(Beginning of Excerpted data)
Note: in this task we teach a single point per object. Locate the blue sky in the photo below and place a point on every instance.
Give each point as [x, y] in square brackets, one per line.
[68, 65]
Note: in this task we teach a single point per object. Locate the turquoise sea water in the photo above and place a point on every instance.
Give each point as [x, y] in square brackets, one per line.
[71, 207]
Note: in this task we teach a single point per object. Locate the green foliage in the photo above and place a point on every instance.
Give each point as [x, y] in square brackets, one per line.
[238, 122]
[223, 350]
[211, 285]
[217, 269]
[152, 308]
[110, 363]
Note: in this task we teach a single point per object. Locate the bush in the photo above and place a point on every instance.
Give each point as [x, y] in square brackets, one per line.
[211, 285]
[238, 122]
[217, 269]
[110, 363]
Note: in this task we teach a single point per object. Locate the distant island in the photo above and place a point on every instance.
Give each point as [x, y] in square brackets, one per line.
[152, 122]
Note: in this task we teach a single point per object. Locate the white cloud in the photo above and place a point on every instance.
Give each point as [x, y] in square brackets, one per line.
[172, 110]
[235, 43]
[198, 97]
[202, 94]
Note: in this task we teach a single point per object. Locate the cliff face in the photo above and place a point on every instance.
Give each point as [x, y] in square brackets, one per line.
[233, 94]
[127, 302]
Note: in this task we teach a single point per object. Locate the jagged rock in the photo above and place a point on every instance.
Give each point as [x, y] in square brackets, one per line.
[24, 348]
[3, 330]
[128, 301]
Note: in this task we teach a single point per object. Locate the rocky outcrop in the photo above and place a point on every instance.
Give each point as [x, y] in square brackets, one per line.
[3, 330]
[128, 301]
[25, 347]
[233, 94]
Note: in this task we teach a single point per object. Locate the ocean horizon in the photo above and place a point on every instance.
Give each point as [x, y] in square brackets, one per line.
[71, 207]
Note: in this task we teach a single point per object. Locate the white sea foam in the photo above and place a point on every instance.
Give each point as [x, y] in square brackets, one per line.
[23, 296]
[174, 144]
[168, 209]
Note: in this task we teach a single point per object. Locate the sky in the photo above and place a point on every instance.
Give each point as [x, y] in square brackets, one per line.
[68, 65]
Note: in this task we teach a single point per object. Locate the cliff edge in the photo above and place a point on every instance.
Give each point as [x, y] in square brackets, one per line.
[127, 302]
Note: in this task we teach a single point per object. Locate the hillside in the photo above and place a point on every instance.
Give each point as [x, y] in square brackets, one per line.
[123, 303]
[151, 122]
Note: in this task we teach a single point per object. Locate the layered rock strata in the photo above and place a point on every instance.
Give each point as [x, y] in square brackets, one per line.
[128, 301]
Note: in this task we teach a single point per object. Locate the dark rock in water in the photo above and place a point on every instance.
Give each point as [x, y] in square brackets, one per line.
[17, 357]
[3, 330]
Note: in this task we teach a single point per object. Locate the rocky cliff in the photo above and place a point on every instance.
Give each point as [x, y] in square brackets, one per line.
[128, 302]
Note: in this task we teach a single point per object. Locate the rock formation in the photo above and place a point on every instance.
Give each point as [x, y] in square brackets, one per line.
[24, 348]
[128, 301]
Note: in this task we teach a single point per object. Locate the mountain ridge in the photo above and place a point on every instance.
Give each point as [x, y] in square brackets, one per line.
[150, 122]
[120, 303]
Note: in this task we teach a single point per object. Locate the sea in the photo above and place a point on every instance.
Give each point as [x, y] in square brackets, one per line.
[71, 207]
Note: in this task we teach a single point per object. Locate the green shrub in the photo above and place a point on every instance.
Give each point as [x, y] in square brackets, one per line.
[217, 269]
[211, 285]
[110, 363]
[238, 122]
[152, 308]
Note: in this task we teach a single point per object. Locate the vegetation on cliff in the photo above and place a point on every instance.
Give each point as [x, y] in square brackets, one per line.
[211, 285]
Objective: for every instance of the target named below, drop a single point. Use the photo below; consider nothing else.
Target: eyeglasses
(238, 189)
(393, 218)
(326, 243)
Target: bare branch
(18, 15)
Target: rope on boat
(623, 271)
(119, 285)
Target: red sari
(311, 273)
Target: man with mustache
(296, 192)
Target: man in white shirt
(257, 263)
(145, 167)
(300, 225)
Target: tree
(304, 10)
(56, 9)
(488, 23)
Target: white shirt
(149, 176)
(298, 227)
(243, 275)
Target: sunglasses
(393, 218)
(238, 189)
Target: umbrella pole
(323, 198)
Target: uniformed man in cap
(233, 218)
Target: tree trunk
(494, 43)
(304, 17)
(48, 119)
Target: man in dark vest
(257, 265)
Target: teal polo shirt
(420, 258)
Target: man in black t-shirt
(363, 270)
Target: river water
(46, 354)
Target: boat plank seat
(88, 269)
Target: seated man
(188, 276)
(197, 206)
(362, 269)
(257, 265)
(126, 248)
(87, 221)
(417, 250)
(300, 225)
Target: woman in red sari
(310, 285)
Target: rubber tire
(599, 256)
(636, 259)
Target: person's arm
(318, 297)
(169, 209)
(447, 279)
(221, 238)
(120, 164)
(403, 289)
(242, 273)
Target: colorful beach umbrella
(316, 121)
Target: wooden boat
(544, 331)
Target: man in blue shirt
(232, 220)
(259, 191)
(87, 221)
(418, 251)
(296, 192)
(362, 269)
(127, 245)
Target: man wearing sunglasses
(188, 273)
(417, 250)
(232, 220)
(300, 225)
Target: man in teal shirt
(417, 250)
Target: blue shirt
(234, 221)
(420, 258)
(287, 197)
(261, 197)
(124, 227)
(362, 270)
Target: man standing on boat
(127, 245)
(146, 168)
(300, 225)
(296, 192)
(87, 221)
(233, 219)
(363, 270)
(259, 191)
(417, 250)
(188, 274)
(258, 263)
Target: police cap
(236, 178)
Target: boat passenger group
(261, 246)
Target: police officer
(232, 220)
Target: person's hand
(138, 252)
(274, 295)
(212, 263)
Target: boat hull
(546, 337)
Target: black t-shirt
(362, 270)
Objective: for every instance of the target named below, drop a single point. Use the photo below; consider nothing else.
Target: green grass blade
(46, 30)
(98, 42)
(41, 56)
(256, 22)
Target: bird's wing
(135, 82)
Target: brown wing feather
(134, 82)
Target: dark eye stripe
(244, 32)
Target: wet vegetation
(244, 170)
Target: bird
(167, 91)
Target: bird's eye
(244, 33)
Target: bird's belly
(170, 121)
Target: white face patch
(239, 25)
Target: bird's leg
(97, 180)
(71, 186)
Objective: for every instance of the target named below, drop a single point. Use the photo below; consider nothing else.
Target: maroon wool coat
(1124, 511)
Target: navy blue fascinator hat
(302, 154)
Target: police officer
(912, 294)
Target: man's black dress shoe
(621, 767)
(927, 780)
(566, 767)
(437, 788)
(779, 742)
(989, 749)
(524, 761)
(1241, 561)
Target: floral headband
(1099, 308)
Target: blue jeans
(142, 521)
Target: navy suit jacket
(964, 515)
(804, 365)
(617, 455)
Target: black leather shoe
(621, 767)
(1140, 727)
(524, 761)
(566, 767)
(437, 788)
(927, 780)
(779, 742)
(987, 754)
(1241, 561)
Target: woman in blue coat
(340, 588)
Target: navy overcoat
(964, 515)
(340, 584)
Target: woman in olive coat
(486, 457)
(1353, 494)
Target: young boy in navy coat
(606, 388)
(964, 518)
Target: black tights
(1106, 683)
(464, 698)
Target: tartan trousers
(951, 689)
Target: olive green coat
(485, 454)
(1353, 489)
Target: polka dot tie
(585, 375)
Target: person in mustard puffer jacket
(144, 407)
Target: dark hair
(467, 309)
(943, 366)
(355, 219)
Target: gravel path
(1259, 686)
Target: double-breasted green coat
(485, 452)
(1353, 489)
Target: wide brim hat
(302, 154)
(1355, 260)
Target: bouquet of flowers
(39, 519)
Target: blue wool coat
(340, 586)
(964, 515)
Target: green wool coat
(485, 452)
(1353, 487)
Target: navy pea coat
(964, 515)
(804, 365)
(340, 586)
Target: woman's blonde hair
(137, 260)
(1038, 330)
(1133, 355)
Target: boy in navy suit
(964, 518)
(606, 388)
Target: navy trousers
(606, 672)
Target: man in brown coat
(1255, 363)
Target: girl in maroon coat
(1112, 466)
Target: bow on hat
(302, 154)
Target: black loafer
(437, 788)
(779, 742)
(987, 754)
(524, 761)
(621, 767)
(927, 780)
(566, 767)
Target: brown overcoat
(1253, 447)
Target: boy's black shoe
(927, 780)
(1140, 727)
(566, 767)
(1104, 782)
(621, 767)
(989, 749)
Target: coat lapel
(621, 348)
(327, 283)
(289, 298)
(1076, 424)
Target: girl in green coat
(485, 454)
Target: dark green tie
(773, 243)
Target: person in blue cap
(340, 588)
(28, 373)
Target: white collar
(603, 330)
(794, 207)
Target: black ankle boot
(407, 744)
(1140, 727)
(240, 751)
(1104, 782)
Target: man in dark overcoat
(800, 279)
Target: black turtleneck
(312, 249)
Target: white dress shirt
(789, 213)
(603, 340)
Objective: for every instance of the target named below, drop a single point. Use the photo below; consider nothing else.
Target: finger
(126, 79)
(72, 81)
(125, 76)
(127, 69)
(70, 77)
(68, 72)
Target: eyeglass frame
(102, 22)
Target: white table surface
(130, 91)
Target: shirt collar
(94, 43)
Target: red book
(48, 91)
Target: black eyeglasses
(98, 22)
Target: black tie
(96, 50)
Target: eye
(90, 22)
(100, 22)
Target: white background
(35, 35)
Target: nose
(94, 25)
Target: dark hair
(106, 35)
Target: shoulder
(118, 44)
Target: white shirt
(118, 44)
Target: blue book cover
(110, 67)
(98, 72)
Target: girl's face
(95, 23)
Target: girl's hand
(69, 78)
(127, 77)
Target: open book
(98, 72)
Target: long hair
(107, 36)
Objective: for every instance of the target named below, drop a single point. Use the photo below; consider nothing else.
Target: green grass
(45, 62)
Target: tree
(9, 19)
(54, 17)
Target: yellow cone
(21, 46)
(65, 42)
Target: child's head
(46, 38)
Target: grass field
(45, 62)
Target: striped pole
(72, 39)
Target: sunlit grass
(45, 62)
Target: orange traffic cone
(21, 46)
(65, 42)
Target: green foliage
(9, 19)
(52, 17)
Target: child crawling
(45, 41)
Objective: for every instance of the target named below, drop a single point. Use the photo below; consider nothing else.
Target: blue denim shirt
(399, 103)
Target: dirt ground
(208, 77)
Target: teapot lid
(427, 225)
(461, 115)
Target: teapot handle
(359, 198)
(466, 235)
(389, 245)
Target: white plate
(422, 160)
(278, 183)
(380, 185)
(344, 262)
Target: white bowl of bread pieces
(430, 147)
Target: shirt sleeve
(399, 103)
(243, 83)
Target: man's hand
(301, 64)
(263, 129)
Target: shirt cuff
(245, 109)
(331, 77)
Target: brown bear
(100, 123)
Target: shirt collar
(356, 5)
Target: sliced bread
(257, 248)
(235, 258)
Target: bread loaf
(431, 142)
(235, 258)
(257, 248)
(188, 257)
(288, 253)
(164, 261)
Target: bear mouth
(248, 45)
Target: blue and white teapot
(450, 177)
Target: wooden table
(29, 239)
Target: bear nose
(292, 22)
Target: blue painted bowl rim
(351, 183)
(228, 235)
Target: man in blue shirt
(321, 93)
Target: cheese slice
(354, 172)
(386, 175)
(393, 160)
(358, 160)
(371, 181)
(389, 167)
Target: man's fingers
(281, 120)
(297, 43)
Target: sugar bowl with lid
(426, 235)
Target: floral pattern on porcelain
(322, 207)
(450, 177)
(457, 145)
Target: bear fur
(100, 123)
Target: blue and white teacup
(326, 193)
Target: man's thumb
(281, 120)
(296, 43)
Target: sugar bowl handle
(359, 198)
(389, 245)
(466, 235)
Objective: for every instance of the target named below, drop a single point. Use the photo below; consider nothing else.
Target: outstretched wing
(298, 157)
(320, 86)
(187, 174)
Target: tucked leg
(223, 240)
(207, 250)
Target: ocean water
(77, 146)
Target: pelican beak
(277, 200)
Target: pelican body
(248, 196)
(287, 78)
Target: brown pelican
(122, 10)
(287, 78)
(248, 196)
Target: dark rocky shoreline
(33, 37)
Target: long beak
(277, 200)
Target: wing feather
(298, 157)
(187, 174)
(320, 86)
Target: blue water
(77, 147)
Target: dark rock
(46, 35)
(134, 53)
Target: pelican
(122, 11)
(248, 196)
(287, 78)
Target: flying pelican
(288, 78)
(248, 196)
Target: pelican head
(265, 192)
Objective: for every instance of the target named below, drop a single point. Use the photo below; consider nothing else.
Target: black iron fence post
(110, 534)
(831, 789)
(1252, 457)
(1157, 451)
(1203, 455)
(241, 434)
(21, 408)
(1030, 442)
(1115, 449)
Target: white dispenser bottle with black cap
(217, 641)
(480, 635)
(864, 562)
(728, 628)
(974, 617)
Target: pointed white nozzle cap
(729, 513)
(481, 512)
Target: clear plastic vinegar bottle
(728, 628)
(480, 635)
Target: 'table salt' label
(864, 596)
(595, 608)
(End of Excerpted data)
#### Task requirements
Copy out the lines above word for word, stopping after the line containing "the white cloud".

#### Solution
Note: in this task we teach a single point per object. Locate the blue sky in the photo below and place a point on every instance.
Give each point as [x, y] in square brackets, one per line.
[68, 65]
Note: in this task we teach a single point per object. Locate the turquoise sea water in the photo above and place a point on every instance.
Give each point as [x, y] in square brackets, one per line.
[71, 207]
Note: in this task we teach a single point per object. Locate the green foliage in the photo above and place a point on every instance.
Give each point as [x, y] in square brackets, one per line.
[238, 122]
[223, 350]
[211, 285]
[217, 269]
[152, 308]
[110, 363]
Note: in this task we teach a single point per object. Locate the bush in the photo above and place a point on every instance.
Give each point as [x, y] in square brackets, one per line.
[211, 285]
[238, 122]
[217, 269]
[110, 363]
Note: in this task we teach a single point per object. Locate the distant island in the photo above and place a point on every instance.
Give each point as [x, y] in square brackets, one per line.
[152, 122]
Note: in this task we teach a single point per object. Locate the white cloud in the photo above and place a point on every instance.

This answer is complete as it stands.